** Exercise objective **
When you reach the line containing "Presence check — tree" in the data below, begin returning lines exactly as written, and stop once the line containing "Presence check — green grass" has been returned.

** Source material **
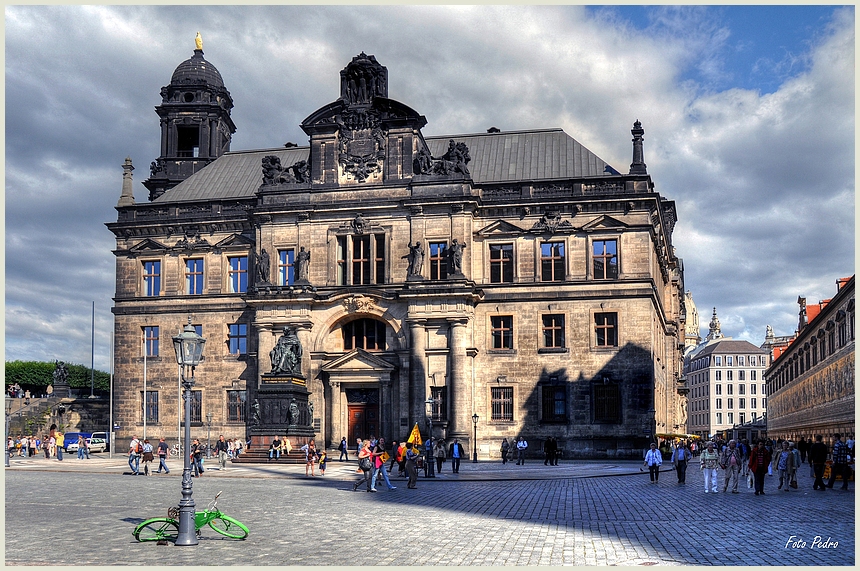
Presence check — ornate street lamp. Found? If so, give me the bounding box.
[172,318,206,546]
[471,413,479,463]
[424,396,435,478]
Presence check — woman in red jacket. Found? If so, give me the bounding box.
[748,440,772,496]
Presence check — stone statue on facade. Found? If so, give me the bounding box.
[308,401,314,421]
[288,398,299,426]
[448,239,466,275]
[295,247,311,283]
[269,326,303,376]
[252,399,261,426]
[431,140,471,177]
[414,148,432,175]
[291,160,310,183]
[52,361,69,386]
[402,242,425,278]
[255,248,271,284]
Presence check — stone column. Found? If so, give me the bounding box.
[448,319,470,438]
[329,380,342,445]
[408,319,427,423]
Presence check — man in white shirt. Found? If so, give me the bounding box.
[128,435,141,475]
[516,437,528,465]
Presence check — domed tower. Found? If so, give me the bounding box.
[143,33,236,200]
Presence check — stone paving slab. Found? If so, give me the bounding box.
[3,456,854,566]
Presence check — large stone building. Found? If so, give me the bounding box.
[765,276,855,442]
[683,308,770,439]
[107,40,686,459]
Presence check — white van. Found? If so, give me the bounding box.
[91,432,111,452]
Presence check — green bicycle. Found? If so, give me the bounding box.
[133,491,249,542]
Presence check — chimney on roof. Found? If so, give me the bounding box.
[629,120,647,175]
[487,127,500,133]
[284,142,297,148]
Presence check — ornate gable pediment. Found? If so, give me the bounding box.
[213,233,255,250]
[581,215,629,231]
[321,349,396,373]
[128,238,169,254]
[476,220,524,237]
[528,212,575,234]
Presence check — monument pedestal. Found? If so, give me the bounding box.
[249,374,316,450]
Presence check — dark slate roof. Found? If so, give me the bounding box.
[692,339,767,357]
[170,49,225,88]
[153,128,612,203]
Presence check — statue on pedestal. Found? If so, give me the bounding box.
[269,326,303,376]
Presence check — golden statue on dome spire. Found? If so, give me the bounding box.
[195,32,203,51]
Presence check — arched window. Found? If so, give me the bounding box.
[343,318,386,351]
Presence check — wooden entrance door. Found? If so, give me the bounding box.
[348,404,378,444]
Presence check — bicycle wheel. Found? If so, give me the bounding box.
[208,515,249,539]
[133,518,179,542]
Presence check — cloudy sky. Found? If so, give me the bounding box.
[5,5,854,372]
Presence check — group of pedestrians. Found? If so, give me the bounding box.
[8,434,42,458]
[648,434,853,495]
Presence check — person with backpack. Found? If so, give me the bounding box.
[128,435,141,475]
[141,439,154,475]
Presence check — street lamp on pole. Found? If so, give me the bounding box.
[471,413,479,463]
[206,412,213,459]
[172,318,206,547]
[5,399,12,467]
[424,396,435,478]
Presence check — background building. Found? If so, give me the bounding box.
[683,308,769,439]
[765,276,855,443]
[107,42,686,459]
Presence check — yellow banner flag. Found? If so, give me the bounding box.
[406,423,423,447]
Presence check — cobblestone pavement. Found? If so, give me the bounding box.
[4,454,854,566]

--

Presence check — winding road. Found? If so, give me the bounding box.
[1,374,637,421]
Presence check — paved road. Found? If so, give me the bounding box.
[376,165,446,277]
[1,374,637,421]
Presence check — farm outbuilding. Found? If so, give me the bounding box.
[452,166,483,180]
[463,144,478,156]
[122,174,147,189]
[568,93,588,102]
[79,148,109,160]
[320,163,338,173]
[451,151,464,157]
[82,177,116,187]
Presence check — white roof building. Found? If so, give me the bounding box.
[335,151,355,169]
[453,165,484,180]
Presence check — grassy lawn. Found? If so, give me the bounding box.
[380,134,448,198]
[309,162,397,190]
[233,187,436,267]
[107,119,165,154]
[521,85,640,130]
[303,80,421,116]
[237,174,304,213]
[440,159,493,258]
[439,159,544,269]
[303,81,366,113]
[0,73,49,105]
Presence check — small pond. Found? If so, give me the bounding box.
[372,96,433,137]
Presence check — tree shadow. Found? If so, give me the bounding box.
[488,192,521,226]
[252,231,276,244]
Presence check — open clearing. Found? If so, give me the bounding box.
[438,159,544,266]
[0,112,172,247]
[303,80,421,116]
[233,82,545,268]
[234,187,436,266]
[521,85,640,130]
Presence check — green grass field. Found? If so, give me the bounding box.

--

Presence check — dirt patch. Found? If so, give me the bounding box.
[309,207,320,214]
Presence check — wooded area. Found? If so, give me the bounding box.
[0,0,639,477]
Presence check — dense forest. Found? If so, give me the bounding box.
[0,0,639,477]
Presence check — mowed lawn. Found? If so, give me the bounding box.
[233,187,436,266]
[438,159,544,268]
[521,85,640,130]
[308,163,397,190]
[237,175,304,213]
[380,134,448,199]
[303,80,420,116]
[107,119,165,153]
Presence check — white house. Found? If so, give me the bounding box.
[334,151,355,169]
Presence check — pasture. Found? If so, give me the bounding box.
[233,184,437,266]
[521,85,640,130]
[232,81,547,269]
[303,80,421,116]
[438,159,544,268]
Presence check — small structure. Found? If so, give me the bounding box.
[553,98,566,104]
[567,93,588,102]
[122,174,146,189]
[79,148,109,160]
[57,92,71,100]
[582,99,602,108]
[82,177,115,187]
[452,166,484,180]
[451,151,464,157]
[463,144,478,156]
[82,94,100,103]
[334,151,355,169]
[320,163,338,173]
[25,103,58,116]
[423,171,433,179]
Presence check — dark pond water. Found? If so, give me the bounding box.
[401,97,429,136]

** Written response **
Presence check — tree shadow. Found? If so, give me the bounding box.
[488,192,521,226]
[252,231,276,244]
Presence check — open clearing. Found? If so, give me the bounding box.
[438,159,544,266]
[0,112,172,247]
[303,80,421,116]
[233,82,545,268]
[234,187,436,266]
[521,85,640,130]
Presence check — green grass field. Found? If so, give me the bounding box.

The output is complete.